** START OF Data section **
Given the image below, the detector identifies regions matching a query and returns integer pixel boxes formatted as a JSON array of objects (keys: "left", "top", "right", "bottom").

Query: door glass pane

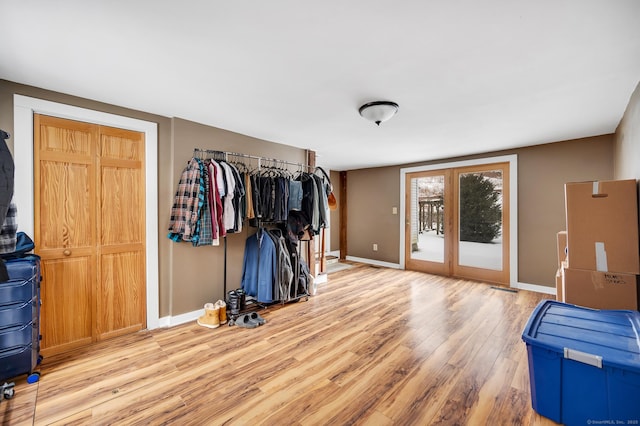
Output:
[
  {"left": 458, "top": 170, "right": 503, "bottom": 271},
  {"left": 411, "top": 175, "right": 444, "bottom": 263}
]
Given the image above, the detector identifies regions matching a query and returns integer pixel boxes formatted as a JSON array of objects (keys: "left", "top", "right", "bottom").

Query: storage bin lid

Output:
[{"left": 522, "top": 300, "right": 640, "bottom": 373}]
** END OF Data section **
### Task
Rewrite the items above, changing "detector" to "locator" everywhere and keeping everything else the same. Omit the pictures.

### Result below
Given the image below, the locator identifies regions matching a query and returns integer pixel boxes formatted as a JSON array of objects (keys: "left", "top", "right", "bottom").

Query: door glass pane

Output:
[
  {"left": 458, "top": 170, "right": 503, "bottom": 271},
  {"left": 411, "top": 175, "right": 444, "bottom": 263}
]
Given the image above, the locator identifies regions matching a query and returns integer pixel boxes formatted as a JSON array of objects (keys: "left", "top", "right", "bottom").

Query: storage bin lid

Output:
[{"left": 522, "top": 300, "right": 640, "bottom": 373}]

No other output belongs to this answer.